* _Exercise goal_
Answer these questions using the career question-and-answer text, numbering your answers 1., 2., 3. to match.
1. How long after graduation did the trainee engineer get a job?
2. Who told the trainee to work with the president of the company?
3. What three things does the reply say must be managed?

* _Text shown_
***

Q. I am a Graduate Trainee Engineer. I was looking for job after my graduation and got a job after 6 months. In the beginning I didn’t get the job as per my wish. But there was a sudden change in my career. In the same job I was called by my vice president and he told me to work with the president of the company. Now I find myself to be in a satisfied position. I want to ask you what extra or what else I can do to win his heart. And I look forward to be in touch with him and I expect the increment in my salary. Recently he gave me a managerial project to work on and later he told me to present it in front of the senior executives. I gave the presentation and all were happy. Please help. Your reply is very valuable for my career.
Ans. I must say that you are lucky to have got an opportunity like this. You are rightly concerned about managing your position well so that you do justice to the job. This shows your correct attitude towards your career. You will go a very long way with this attitude. It would be important to know the purpose of your appointment for this position- there must be a role you have to play and you might the talent to fulfil that role. If you are able to understand and fulfil that job role your goal will be clear and that will serve your purpose. Of course this position also requires good soft skills. It might be a bit of a balancing act to manage all three things- the president, your colleagues and yourself. Focus on all three simultaneously with a priority on the president. Control your emotions, remain calm in all conditions, be humble and well behaved with all and do not rub people on the wrong side for there are likely to be jealous souls. You could keep improving your social and technical skills according to your assessment of your strengths and weaknesses. Upgrading yourself and adding value to your abilities will increase your competencies.

***

* _Recorded information_
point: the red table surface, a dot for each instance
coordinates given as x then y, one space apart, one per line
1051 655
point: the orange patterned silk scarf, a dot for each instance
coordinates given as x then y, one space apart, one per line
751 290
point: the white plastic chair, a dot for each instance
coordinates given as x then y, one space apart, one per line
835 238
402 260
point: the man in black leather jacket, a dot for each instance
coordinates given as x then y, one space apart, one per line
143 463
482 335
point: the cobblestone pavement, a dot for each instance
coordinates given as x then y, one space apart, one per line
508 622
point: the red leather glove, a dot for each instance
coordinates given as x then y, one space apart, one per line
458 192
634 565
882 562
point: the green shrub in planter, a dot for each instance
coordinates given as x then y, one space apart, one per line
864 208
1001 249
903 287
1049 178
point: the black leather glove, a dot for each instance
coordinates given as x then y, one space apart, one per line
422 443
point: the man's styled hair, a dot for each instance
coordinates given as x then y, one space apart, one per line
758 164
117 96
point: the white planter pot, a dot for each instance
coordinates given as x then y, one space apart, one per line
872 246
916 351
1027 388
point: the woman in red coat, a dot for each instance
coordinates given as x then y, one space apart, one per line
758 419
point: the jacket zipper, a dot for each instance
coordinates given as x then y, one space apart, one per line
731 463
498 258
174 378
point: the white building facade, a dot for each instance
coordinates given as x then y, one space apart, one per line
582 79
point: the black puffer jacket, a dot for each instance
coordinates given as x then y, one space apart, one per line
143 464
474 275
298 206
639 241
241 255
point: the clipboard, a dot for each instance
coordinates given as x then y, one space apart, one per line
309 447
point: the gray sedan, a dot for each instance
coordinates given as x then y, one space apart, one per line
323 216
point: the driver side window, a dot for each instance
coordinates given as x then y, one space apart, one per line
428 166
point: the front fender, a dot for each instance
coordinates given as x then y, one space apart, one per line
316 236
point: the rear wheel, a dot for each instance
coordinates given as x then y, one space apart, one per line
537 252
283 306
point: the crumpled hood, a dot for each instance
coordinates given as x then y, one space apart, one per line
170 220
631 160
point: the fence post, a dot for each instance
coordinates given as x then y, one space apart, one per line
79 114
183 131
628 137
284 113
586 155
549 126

***

* _Task output_
1. Six months
2. The vice president
3. The president, the colleagues, and oneself